### REQUEST
Convert the full listing below into a JSON list of strings, with one string for each line and blank lines left out.

### Entries for labeling bounding boxes
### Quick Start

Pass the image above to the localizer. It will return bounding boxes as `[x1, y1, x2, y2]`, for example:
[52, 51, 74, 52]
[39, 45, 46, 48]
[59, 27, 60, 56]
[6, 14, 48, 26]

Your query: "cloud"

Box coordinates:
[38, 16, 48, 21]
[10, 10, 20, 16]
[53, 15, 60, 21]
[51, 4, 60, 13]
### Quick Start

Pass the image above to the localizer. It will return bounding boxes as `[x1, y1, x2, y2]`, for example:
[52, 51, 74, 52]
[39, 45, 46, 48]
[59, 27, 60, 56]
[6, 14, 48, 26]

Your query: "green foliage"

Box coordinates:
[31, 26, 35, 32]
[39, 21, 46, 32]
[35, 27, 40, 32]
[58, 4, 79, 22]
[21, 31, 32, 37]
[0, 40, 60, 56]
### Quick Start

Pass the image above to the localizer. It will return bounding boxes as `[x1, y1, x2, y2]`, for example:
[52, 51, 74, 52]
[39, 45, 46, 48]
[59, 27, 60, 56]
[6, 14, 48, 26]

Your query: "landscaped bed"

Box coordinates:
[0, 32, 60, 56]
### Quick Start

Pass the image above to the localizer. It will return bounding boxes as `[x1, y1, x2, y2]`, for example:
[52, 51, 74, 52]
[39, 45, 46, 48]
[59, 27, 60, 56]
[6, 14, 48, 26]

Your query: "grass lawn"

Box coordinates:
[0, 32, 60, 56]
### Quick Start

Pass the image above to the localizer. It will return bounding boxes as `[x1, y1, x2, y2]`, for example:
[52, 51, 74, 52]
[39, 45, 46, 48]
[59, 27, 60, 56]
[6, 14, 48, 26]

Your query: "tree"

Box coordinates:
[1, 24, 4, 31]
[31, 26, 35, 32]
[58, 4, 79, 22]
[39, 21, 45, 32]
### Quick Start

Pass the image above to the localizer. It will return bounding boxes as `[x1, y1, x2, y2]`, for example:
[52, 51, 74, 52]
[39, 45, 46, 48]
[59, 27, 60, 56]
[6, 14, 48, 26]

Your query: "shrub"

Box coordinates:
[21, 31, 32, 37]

### THE REPLY
[
  "### Quick Start",
  "Pass the image above to the localizer. It will return bounding boxes as `[x1, y1, x2, y2]`, for example:",
  "[52, 51, 74, 52]",
  "[39, 45, 46, 48]",
  "[59, 27, 60, 56]",
  "[6, 14, 48, 26]",
  "Your query: \"cloud\"",
  "Box coordinates:",
  "[38, 16, 48, 21]",
  "[10, 10, 20, 16]",
  "[53, 15, 60, 21]",
  "[51, 4, 60, 13]",
  "### Quick Start",
  "Pass the image above to the localizer. It will return bounding boxes as `[x1, y1, x2, y2]`, for example:",
  "[52, 51, 74, 52]",
  "[39, 45, 46, 48]",
  "[59, 27, 60, 56]",
  "[6, 14, 48, 26]",
  "Your query: \"green foliage\"",
  "Box coordinates:",
  "[31, 26, 35, 32]",
  "[39, 21, 46, 32]",
  "[35, 27, 40, 32]",
  "[58, 4, 79, 22]",
  "[21, 31, 32, 37]",
  "[0, 40, 60, 56]",
  "### Quick Start",
  "Pass the image above to the localizer. It will return bounding boxes as `[x1, y1, x2, y2]`, for example:",
  "[52, 51, 74, 52]",
  "[39, 45, 46, 48]",
  "[59, 27, 60, 56]",
  "[6, 14, 48, 26]",
  "Your query: \"landscaped bed\"",
  "Box coordinates:",
  "[0, 32, 60, 56]",
  "### Quick Start",
  "Pass the image above to the localizer. It will return bounding boxes as `[x1, y1, x2, y2]`, for example:",
  "[52, 51, 74, 52]",
  "[39, 45, 46, 48]",
  "[59, 27, 60, 56]",
  "[6, 14, 48, 26]",
  "Your query: \"grass lawn\"",
  "Box coordinates:",
  "[0, 32, 60, 56]",
  "### Quick Start",
  "Pass the image above to the localizer. It will return bounding boxes as `[x1, y1, x2, y2]`, for example:",
  "[52, 51, 74, 52]",
  "[39, 45, 46, 48]",
  "[59, 27, 60, 56]",
  "[6, 14, 48, 26]",
  "Your query: \"tree\"",
  "Box coordinates:",
  "[1, 24, 4, 31]",
  "[31, 26, 35, 32]",
  "[58, 4, 79, 22]",
  "[39, 21, 45, 32]",
  "### Quick Start",
  "Pass the image above to the localizer. It will return bounding boxes as `[x1, y1, x2, y2]`, for example:",
  "[52, 51, 74, 52]",
  "[39, 45, 46, 48]",
  "[59, 27, 60, 56]",
  "[6, 14, 48, 26]",
  "Your query: \"shrub\"",
  "Box coordinates:",
  "[21, 31, 32, 37]"
]